-- EXERCISE AIM --
Without altering anything, repeat each of the records.

(Source records)
::::

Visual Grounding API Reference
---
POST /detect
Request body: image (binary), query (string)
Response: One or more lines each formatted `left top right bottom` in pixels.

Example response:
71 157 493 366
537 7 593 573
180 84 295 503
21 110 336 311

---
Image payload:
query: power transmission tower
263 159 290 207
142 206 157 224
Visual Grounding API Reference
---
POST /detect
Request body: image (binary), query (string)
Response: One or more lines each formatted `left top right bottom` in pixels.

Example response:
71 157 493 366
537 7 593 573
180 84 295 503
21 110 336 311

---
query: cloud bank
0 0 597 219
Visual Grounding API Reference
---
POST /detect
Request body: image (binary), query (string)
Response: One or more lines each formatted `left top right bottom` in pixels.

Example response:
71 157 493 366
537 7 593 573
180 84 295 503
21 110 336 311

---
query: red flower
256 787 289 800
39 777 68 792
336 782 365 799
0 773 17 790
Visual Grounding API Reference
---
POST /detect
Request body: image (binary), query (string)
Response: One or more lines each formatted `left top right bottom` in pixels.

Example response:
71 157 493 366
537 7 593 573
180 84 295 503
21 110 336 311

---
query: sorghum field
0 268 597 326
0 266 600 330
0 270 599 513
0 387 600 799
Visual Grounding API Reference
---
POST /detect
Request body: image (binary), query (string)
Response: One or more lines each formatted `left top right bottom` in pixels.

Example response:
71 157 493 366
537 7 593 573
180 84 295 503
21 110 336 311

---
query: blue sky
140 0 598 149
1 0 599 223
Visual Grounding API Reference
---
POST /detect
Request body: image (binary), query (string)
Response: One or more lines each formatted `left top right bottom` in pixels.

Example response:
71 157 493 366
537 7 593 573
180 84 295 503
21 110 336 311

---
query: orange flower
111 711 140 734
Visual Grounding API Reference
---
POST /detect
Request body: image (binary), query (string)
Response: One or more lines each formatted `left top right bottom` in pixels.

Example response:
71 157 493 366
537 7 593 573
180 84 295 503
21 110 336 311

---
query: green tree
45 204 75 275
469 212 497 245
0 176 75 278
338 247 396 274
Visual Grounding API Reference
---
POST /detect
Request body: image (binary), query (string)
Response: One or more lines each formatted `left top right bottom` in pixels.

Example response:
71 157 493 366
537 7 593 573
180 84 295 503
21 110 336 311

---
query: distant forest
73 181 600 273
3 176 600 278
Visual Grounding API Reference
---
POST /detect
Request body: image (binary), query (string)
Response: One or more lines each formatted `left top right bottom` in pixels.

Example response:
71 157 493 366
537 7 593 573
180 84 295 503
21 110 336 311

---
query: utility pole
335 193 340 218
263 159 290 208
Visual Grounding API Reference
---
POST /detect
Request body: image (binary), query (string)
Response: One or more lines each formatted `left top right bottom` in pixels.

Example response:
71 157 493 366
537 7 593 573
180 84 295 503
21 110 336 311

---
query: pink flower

::::

-- OUTPUT BELOW --
Visual Grounding API Reference
---
POST /detect
Request body: image (binary), query (string)
Response: One or more lines each formatted `left top right bottom` in pixels.

Example response:
71 157 493 366
537 7 593 573
180 84 295 503
21 110 336 311

---
Image payload:
query: power transmission tower
263 159 290 207
142 206 157 224
Visual Grounding API Reference
---
POST /detect
Request body: image (binary), query (string)
Response: One or more lines each formatted `left top right bottom` in pixels.

Example response:
71 157 493 366
537 7 593 573
180 84 295 503
21 110 336 311

---
query: cloud bank
0 0 597 219
Visual Grounding API Reference
---
POST /detect
Request body: image (binary), query (string)
Response: One or more lines each formatted `left top right bottom` in pixels.

Example response:
71 157 493 366
537 7 593 573
180 84 295 503
21 110 336 311

---
query: red flower
256 787 289 800
39 777 68 792
336 782 365 799
0 773 17 790
Visual Grounding API Reference
---
POST /detect
Request body: image (binary), query (string)
Response: One or more lines each formatted `left top right bottom` in pixels.

Example response:
71 157 493 366
537 7 593 573
180 84 295 503
21 110 336 311

---
query: sorghum field
0 268 597 326
0 266 600 330
0 270 599 513
0 387 600 799
Visual Grounding API Reference
---
POST /detect
Request body: image (binary), query (string)
Response: One or more lines each formatted `left top right bottom` in pixels.

Example response:
71 157 493 366
537 7 593 573
180 84 295 503
21 110 336 311

---
query: blue sky
140 0 598 149
1 0 599 223
Visual Grounding API Reference
---
POST /detect
Request body: image (binary), query (string)
Response: One or more lines each formatted `left top right bottom` in pixels.

Example response:
71 157 493 366
537 7 593 573
180 84 295 503
21 110 336 311

---
query: orange flower
111 711 140 734
Visual Grounding API Reference
---
POST /detect
Request body: image (binary), query (string)
Response: One or more lines each formatted `left top right bottom` in pixels.

Example response:
71 157 493 366
537 7 593 573
180 84 295 503
21 110 336 311

---
query: green tree
45 204 75 275
469 212 497 245
0 176 75 278
338 247 396 274
Visual Grounding API Reference
---
POST /detect
Request body: image (binary), query (string)
Response: One or more lines each formatted `left top right bottom` in pixels.

Example response:
71 157 493 366
537 7 593 573
180 84 295 503
21 110 336 311

---
query: distant forest
73 181 600 273
3 176 600 278
Visual Grounding API Reference
---
POST /detect
Request body: image (binary), query (string)
Response: One or more lines each formatted `left top right bottom` in pixels.

Example response:
71 157 493 366
537 7 593 573
180 84 295 503
21 110 336 311

---
query: utility pole
335 193 340 218
263 159 290 208
Visual Grounding API Reference
---
POST /detect
Request body: image (binary), query (string)
Response: One or more lines each formatted `left top right bottom` in pixels.

Example response:
71 157 493 366
537 7 593 573
180 84 295 503
21 110 336 311

---
query: pink flower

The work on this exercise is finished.